The expected output is each line below containing "tree", copied in full.

Records supplied:
******

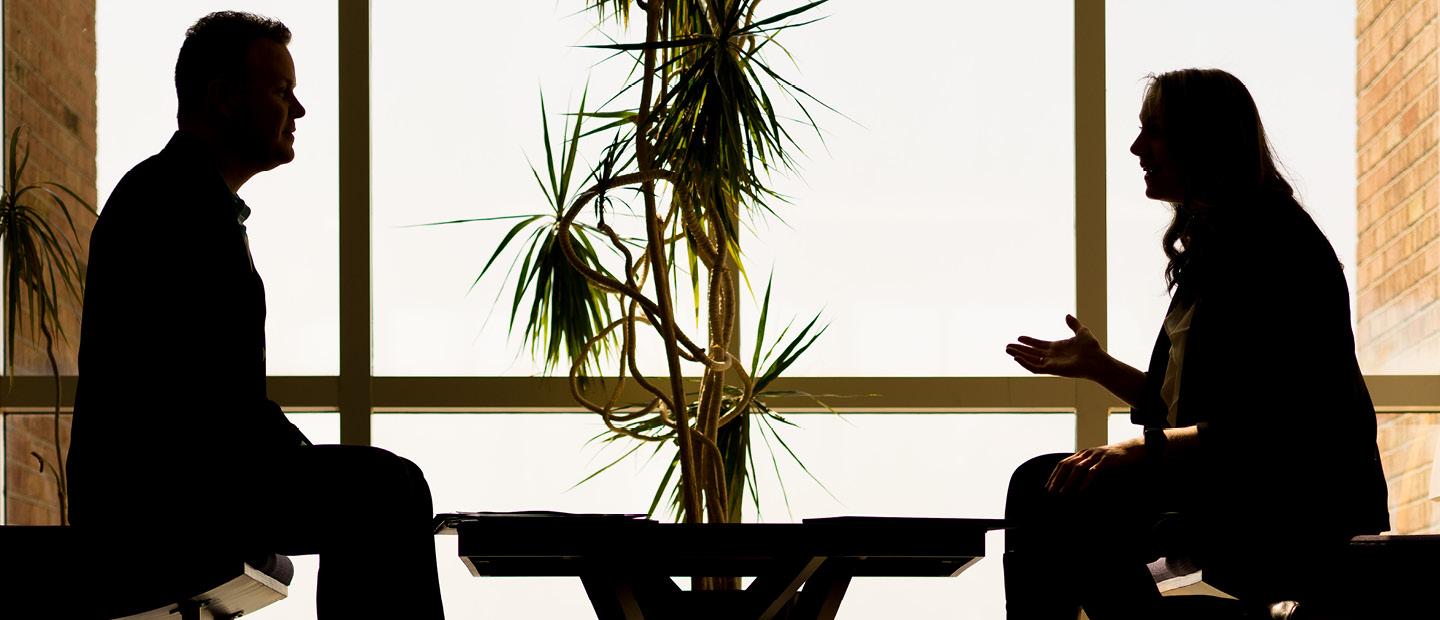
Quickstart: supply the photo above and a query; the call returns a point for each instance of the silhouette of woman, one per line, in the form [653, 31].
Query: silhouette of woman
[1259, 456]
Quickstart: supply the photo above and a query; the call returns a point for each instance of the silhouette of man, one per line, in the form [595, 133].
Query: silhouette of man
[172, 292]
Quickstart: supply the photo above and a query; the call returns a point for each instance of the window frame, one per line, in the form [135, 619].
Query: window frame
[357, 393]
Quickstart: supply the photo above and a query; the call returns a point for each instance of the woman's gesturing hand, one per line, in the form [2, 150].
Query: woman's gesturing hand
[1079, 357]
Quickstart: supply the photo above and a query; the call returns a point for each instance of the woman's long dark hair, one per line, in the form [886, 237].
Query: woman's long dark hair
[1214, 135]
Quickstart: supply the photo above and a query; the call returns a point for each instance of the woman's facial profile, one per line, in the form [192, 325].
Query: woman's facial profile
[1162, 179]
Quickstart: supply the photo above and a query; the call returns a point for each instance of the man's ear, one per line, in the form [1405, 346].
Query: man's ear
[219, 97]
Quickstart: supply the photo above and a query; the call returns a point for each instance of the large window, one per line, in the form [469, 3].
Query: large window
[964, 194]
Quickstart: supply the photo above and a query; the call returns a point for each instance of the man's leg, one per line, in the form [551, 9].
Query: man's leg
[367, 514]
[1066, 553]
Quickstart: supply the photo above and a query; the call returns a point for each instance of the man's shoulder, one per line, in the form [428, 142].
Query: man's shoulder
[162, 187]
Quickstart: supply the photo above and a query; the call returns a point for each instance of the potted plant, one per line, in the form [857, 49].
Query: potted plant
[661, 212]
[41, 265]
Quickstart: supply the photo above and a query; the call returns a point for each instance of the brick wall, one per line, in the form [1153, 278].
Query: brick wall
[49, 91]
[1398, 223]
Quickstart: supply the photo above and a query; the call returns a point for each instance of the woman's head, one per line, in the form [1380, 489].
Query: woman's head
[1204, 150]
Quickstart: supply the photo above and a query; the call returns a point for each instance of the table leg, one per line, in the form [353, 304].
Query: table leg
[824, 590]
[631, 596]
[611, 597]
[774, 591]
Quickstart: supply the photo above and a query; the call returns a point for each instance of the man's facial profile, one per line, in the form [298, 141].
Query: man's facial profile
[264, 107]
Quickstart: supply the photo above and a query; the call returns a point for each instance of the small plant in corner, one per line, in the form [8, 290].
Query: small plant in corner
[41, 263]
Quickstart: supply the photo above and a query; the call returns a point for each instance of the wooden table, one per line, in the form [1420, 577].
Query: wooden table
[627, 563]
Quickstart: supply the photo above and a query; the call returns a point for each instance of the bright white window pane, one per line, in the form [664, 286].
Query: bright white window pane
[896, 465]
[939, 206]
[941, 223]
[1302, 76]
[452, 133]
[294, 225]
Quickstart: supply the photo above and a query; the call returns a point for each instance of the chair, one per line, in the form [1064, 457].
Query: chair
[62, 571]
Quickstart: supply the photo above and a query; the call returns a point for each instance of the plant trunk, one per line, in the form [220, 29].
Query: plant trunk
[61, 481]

******

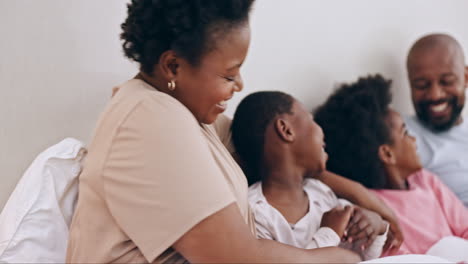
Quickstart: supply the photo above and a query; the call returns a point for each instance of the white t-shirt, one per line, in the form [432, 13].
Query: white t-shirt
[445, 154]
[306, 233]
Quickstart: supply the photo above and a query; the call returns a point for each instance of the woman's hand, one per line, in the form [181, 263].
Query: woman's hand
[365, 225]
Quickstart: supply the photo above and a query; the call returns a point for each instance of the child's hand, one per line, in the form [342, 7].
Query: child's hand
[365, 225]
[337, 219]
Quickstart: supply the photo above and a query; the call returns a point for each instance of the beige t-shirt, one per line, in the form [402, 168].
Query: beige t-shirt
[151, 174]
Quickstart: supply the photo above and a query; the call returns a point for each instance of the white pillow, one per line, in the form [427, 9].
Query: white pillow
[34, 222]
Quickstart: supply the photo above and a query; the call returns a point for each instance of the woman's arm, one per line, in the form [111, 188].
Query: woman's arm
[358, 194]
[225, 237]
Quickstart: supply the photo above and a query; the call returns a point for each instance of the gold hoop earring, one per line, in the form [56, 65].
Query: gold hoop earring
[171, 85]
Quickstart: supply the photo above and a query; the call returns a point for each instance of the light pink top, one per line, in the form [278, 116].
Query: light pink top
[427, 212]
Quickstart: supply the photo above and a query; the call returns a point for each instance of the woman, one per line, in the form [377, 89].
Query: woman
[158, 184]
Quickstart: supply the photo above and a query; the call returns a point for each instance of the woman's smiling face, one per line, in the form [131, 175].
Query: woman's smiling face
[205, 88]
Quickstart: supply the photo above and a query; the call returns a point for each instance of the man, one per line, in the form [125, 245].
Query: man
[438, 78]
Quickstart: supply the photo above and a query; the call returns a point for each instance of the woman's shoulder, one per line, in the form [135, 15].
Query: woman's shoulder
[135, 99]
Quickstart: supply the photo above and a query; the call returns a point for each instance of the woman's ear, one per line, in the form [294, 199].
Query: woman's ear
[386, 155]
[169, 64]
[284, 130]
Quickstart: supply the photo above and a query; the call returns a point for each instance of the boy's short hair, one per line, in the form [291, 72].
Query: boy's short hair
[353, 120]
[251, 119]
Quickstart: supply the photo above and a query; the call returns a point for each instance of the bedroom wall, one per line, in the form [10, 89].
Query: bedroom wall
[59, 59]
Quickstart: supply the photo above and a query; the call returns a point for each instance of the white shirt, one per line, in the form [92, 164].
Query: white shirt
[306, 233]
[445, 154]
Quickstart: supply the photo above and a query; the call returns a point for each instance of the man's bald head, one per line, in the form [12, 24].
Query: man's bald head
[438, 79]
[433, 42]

******

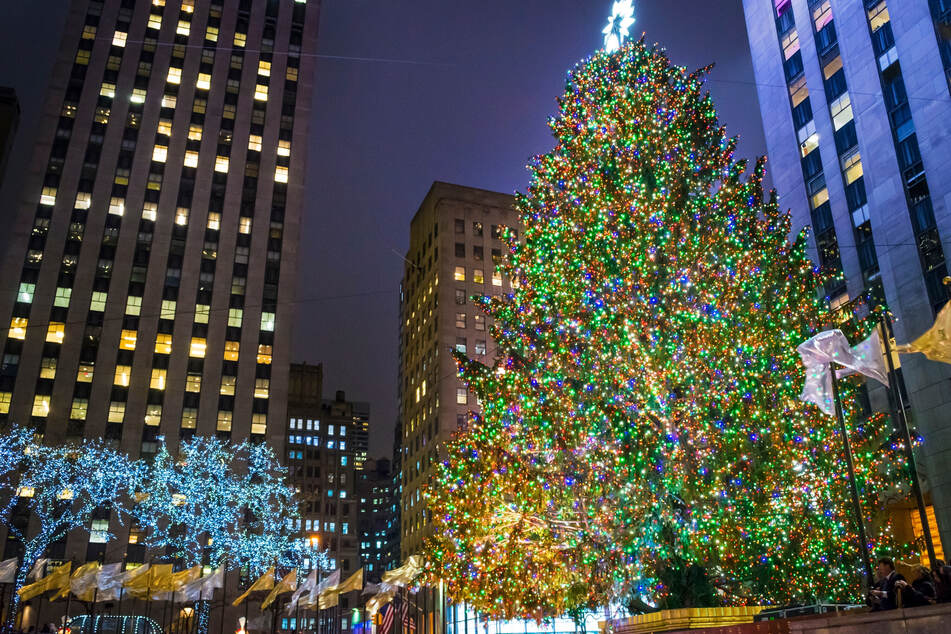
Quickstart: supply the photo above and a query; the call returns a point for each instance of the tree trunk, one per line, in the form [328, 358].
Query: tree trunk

******

Answer area:
Quickstart: supply the photo above and a query; the call returns a point for each instance of the tree trunk, one per line, in the form [328, 358].
Query: tree trunk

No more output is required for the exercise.